### EXERCISE PROMPT:
Starting from the line that contains "Please drop a marker on the green", output every remaining line of the records below exactly as it appears, that line and the last one included.

[Data entries]
+--
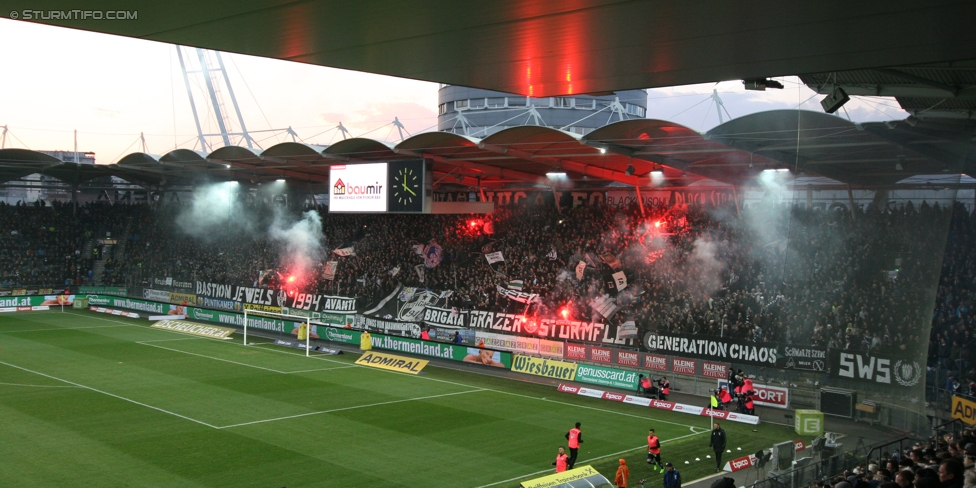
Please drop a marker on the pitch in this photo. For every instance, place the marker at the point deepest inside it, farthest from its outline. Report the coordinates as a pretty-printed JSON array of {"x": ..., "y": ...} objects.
[{"x": 94, "y": 400}]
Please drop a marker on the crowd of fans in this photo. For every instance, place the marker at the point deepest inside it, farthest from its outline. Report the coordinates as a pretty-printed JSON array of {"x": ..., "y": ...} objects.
[
  {"x": 946, "y": 462},
  {"x": 775, "y": 272},
  {"x": 52, "y": 245}
]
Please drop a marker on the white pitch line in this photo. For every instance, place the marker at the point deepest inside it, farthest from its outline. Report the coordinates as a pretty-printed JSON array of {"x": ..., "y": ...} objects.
[
  {"x": 177, "y": 339},
  {"x": 232, "y": 362},
  {"x": 66, "y": 328},
  {"x": 451, "y": 382},
  {"x": 321, "y": 369},
  {"x": 79, "y": 385},
  {"x": 643, "y": 446},
  {"x": 38, "y": 386},
  {"x": 352, "y": 408}
]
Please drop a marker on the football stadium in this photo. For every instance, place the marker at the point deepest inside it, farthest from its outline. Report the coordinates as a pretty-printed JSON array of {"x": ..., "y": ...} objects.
[{"x": 584, "y": 272}]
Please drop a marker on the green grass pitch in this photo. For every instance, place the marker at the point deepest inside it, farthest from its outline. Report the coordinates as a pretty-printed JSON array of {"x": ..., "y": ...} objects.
[{"x": 96, "y": 400}]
+--
### EXERCISE RESPONSE:
Please drop a marker on the green grass pitch in this photo. For every instance, place the marker at the point deepest inside it, farthest from its outline. Report the coordinates as a pretty-printed JSON array of {"x": ..., "y": ...} objects.
[{"x": 96, "y": 400}]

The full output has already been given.